[Stored items]
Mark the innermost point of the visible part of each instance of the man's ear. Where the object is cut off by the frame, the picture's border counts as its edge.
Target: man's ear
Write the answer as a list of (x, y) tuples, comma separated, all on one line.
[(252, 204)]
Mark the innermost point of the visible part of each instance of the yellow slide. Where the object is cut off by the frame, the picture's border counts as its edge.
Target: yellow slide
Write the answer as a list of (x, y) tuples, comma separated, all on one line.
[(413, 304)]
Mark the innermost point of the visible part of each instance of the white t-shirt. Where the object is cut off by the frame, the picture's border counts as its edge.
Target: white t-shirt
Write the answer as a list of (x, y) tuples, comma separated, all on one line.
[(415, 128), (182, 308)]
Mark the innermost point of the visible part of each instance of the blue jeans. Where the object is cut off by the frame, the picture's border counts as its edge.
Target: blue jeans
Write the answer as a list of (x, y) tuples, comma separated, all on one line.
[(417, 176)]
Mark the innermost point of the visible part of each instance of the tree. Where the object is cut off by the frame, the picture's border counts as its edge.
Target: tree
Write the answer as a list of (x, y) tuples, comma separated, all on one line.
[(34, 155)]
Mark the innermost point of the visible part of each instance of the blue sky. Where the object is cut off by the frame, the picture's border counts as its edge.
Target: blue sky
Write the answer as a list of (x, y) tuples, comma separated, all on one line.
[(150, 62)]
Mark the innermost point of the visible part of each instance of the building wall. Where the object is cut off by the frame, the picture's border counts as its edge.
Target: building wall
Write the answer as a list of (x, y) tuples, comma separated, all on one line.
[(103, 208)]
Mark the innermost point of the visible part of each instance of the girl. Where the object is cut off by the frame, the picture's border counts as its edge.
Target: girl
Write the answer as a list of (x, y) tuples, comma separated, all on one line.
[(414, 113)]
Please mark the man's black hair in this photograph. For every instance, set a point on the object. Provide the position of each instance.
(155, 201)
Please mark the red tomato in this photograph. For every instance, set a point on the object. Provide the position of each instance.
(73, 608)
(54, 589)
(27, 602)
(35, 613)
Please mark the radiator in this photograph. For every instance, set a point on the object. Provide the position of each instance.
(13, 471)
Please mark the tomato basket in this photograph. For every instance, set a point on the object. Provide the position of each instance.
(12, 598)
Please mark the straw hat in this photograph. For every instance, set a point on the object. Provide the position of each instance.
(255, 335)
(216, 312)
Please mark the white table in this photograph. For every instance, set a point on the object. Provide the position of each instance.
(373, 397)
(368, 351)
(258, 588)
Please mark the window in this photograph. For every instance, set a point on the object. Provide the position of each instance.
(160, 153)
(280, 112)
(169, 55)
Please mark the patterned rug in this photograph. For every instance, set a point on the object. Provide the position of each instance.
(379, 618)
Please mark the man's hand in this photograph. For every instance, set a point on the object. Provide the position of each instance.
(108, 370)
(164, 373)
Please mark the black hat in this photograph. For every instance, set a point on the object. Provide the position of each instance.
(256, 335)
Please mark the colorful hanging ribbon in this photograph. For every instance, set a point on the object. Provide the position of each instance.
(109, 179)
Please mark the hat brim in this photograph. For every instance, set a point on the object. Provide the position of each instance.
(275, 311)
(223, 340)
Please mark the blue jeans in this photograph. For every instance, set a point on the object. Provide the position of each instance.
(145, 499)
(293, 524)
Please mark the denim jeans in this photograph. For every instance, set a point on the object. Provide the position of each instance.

# [Exercise instructions]
Format the entries above as a JSON list of strings, with one string for each line and blank lines left out.

# [Completed exercise]
[
  "Mark the innermost point of the visible part of each instance of the man's ear. Where the object is cut off by the frame, the picture's border counts as its edge.",
  "Target: man's ear",
  "Write the answer as a list of (x, y) tuples, comma separated, all on one line.",
  "[(252, 204)]",
  "Mark the innermost point of the visible part of each instance of the yellow slide. Where the object is cut off by the frame, the picture's border counts as its edge.",
  "Target: yellow slide",
  "Write the answer as a list of (x, y) tuples, comma separated, all on one line.",
  "[(413, 304)]",
  "Mark the innermost point of the visible part of each instance of the white t-shirt. Where the object is cut off by the frame, the picture's border counts as its edge.",
  "Target: white t-shirt",
  "Write the answer as a list of (x, y) tuples, comma separated, all on one line.",
  "[(415, 128), (182, 308)]",
  "Mark the innermost point of the visible part of each instance of the blue jeans. Where the object is cut off by the frame, the picture's border counts as its edge.",
  "Target: blue jeans",
  "Write the answer as a list of (x, y) tuples, comma separated, all on one line.",
  "[(417, 176)]",
  "Mark the innermost point of the visible part of each instance of the tree. Where the object is cut off by the frame, the picture's border counts as its edge.",
  "Target: tree",
  "Write the answer as a list of (x, y) tuples, comma separated, all on one line.",
  "[(34, 155)]",
  "Mark the innermost point of the visible part of each instance of the blue sky. Where the object is cut off by the frame, the picture's border counts as its edge.",
  "Target: blue sky",
  "Write the answer as a list of (x, y) tuples, comma separated, all on one line.",
  "[(150, 62)]",
  "Mark the innermost point of the visible part of each instance of the building wall. Where the object is cut off by the frame, the picture's border counts as its edge.",
  "Target: building wall",
  "Write the answer as a list of (x, y) tuples, comma separated, all on one line.",
  "[(103, 208)]",
  "Mark the innermost point of the visible part of each instance of the girl. Where the object is cut off by the frame, the picture's border counts as its edge.",
  "Target: girl",
  "Write the answer as a list of (x, y) tuples, comma separated, all on one line.",
  "[(414, 113)]",
  "Please mark the man's black hair in this photograph. For every instance, set a point on the object. Provide the position of each instance.",
  "(155, 201)",
  "Please mark the red tomato in this photograph. For every instance, set a point on the object. Provide the position of each instance.",
  "(73, 608)",
  "(54, 589)",
  "(27, 602)",
  "(35, 613)",
  "Please mark the radiator in this photograph. For every instance, set a point on the object. Provide the position of each instance.",
  "(13, 471)",
  "Please mark the tomato basket in this photograph. For every instance, set a point on the object. Provide the position of each instance.",
  "(12, 598)",
  "Please mark the straw hat in this photograph. For every instance, set a point on the object. Provide the position of each instance.",
  "(255, 335)",
  "(216, 312)",
  "Please mark the white table in this photograph. For every instance, set a point on the object. Provide the position of each instance.",
  "(373, 397)",
  "(368, 351)",
  "(258, 588)",
  "Please mark the window in this photograph. For every instance, set a point on the object. Provide the position of each instance.",
  "(160, 153)",
  "(280, 112)",
  "(169, 55)",
  "Please mark the patterned rug in this photograph. For every instance, set a point on the object. Provide the position of each instance.",
  "(379, 618)",
  "Please mark the man's hand in this photograph. For every instance, set a point on the object. Provide the position of each instance.",
  "(108, 370)",
  "(164, 373)",
  "Please mark the black hat in this photograph. For every instance, set a point on the object. Provide the position of each instance.",
  "(256, 335)",
  "Please mark the colorful hanging ribbon in this photograph. For every instance, set a point on the object. Provide the position of each instance.",
  "(109, 179)",
  "Please mark the hat brim in this photograph. For every instance, set a point on the object. Provide the position of each instance.",
  "(275, 311)",
  "(223, 340)",
  "Please mark the blue jeans in this photograph. For every instance, set a point on the object. Provide the position of each instance.",
  "(145, 499)",
  "(293, 524)",
  "Please mark the denim jeans in this photograph. For every instance, set a point on the object. Provide the position of each instance."
]